---------- Data extracts

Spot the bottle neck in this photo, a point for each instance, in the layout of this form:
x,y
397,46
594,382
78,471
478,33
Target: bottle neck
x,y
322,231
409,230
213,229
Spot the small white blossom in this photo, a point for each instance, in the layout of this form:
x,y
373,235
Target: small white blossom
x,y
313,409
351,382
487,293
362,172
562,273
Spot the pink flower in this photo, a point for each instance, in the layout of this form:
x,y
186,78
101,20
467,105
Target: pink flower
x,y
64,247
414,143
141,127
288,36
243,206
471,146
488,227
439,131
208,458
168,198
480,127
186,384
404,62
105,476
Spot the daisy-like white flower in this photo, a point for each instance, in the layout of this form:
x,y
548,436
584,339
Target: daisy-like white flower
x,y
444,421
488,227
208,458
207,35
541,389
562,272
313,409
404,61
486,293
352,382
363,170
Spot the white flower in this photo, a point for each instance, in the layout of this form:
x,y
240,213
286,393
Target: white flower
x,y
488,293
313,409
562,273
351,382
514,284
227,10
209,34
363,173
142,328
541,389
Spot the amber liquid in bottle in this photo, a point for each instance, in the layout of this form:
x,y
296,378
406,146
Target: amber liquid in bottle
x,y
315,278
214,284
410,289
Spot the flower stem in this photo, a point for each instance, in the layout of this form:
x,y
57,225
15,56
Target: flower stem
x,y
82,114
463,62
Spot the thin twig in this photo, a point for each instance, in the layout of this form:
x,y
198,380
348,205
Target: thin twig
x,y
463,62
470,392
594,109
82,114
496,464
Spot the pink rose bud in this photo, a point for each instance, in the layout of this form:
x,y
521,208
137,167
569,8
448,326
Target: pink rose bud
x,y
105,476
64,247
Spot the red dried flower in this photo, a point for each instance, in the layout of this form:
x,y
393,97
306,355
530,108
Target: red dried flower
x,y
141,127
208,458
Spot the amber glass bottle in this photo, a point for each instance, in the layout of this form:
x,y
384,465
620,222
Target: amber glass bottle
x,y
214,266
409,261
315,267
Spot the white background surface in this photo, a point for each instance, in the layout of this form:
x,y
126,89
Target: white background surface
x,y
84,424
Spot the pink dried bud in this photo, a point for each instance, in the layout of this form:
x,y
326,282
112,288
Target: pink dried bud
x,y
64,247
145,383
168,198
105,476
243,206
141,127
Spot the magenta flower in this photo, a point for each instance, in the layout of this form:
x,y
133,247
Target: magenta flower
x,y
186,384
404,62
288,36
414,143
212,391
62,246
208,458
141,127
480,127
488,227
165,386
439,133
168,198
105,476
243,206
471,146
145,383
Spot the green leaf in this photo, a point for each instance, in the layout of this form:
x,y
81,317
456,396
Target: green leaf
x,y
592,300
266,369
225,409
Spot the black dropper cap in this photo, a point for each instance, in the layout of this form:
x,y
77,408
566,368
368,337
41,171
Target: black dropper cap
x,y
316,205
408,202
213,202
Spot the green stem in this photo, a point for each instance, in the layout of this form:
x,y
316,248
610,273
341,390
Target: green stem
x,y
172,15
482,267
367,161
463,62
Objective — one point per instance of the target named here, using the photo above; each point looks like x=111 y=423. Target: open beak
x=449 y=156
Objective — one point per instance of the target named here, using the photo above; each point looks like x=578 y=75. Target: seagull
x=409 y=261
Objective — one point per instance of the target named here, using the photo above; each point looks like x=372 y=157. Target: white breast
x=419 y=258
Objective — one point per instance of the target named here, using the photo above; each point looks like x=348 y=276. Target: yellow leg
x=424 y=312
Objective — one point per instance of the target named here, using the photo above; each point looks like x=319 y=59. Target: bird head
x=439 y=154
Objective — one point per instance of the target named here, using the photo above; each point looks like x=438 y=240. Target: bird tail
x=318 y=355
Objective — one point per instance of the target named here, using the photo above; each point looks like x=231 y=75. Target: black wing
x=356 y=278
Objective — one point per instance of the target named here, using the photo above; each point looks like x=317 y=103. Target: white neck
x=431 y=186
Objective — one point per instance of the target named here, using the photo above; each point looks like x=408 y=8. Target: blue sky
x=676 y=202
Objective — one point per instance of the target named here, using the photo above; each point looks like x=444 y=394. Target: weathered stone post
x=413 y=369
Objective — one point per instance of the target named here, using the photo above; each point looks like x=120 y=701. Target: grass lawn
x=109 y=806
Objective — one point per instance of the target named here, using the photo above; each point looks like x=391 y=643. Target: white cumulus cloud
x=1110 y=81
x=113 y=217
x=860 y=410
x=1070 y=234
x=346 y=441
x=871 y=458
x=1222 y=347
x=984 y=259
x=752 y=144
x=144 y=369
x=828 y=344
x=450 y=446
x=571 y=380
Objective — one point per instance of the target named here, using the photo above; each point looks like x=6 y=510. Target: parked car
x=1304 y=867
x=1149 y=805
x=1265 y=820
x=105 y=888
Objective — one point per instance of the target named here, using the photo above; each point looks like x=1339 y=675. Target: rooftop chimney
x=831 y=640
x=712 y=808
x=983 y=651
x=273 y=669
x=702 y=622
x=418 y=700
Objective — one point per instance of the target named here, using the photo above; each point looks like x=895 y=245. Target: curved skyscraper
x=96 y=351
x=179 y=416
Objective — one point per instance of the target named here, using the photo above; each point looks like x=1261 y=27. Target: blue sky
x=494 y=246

--------------------

Task brief
Give back the complete material verbatim.

Exercise response
Spot the bottle neck in this photo, a point for each instance, in the layout of this form:
x,y
397,46
594,382
78,471
478,33
Target: bottle neck
x,y
322,231
409,230
213,229
Spot the small white blossom in this photo, a point for each instance, in the layout of this form:
x,y
373,235
Target: small white blossom
x,y
313,409
351,382
487,293
362,172
562,273
Spot the pink flower in this photo, a point for each instance, in the layout of this form:
x,y
186,78
101,20
467,105
Target: pink flower
x,y
64,247
414,143
141,127
288,36
243,206
471,146
488,227
439,131
208,458
168,198
480,127
186,384
404,62
105,476
Spot the daisy-like white flower in this photo, a point for each instance, in the layout of this form:
x,y
548,436
584,339
Target: daisy-like white flower
x,y
444,421
488,227
208,458
207,35
541,389
562,272
313,409
404,61
486,293
352,382
363,170
Spot the white flower in this photo, a point for each instance, in the layout of this form:
x,y
240,213
286,393
Target: white flower
x,y
488,293
313,409
562,273
351,382
514,284
227,10
209,34
363,173
142,328
541,389
Spot the amber liquid in bottle in this photo, a point for each instance, in the layout of this form:
x,y
296,378
406,146
Target: amber liquid in bottle
x,y
315,278
214,284
410,289
Spot the flower stem in this photo, a point for each instance, in the layout of this form:
x,y
57,225
15,56
Target: flower stem
x,y
82,114
463,62
Spot the thin twig in this photo, a point for each instance, in the layout of this form:
x,y
198,380
348,205
Target: thin twig
x,y
463,62
470,392
594,109
82,114
496,464
Spot the pink rose bud in this photo, a point for each instance, in the layout of this form:
x,y
521,208
137,167
569,8
448,326
Target: pink rose bud
x,y
105,476
64,247
Spot the red dried flower in this photo, a point for each instance, in the layout of this form:
x,y
393,97
306,355
530,108
Target: red dried flower
x,y
141,127
208,458
Spot the amber glass bottle in this photo, a point for each instance, in the layout of this form:
x,y
384,465
620,222
Target: amber glass bottle
x,y
214,266
409,261
315,267
Spot the white background surface in this photo, a point for each instance, in the layout of this form:
x,y
126,89
Target: white background surface
x,y
84,424
Spot the pink dried bud in this photo, a point for each instance, in the layout of this form:
x,y
326,282
112,288
Target: pink dried bud
x,y
64,247
145,383
168,198
105,476
243,206
141,127
Spot the magenta flower in this photo, a point for each instance, in the layout of this form:
x,y
133,247
Target: magenta flower
x,y
186,384
404,62
288,36
414,143
212,391
62,246
208,458
141,127
480,127
488,227
165,386
439,133
168,198
105,476
243,206
471,146
145,383
Spot the green leaf in this photo, a point for each instance, in the layout of this form:
x,y
81,317
456,396
Target: green leaf
x,y
592,300
266,369
225,409
Spot the black dropper cap in this photo, a point for each instance, in the layout of this form:
x,y
77,408
566,368
368,337
41,171
Target: black dropper cap
x,y
316,205
408,202
213,202
Spot the green stem in this photo, a point for each instance, in the layout of this form:
x,y
316,248
610,273
341,390
Target: green stem
x,y
172,15
482,267
367,161
463,62
Objective — one point per instance of the target named here, using the photo above; each point looks like x=111 y=423. Target: open beak
x=449 y=156
Objective — one point per instance of the target named here, using the photo above; each point looks like x=578 y=75. Target: seagull
x=409 y=261
Objective — one point per instance of the target named here, using the photo above; each point looks like x=372 y=157. Target: white breast
x=419 y=258
Objective — one point per instance of the target named here, using the photo above; each point looks like x=348 y=276. Target: yellow leg
x=424 y=312
Objective — one point per instance of the target named here, using the photo above; each point looks like x=319 y=59. Target: bird head
x=439 y=154
Objective — one point per instance of the target named here, using the photo above; each point looks like x=438 y=240. Target: bird tail
x=318 y=355
Objective — one point per instance of the target named here, using the photo above; each point looks like x=231 y=75. Target: black wing
x=356 y=278
Objective — one point per instance of the target named here, using the photo above; each point looks like x=317 y=103. Target: white neck
x=431 y=186
Objective — one point per instance of the target named here, using the photo above; each point looks like x=408 y=8. Target: blue sky
x=676 y=202
Objective — one point per instance of the target named here, using the photo above; each point looks like x=444 y=394. Target: weathered stone post
x=413 y=369
Objective — one point per instance of the target named here, using the photo above; each point looks like x=120 y=701. Target: grass lawn
x=109 y=806
Objective — one point per instance of the target named here, using the photo above; each point looks like x=391 y=643. Target: white cumulus cloud
x=1110 y=81
x=113 y=217
x=860 y=410
x=1070 y=234
x=346 y=441
x=871 y=458
x=1222 y=347
x=984 y=259
x=752 y=144
x=144 y=369
x=828 y=344
x=450 y=446
x=571 y=380
Objective — one point per instance of the target named here, using the photo above; each point looks like x=6 y=510. Target: parked car
x=1304 y=867
x=1149 y=805
x=1265 y=820
x=105 y=888
Objective — one point per instance of the target named here, using the photo above; each point looks like x=1339 y=675. Target: rooftop chimney
x=831 y=640
x=712 y=808
x=983 y=651
x=273 y=669
x=702 y=622
x=418 y=700
Objective — one point per instance of the target named here, using the photo above; each point looks like x=895 y=245. Target: curved skyscraper
x=96 y=351
x=179 y=416
Objective — one point per instance of the target named here, using the photo above; each point looks like x=1261 y=27. Target: blue sky
x=494 y=246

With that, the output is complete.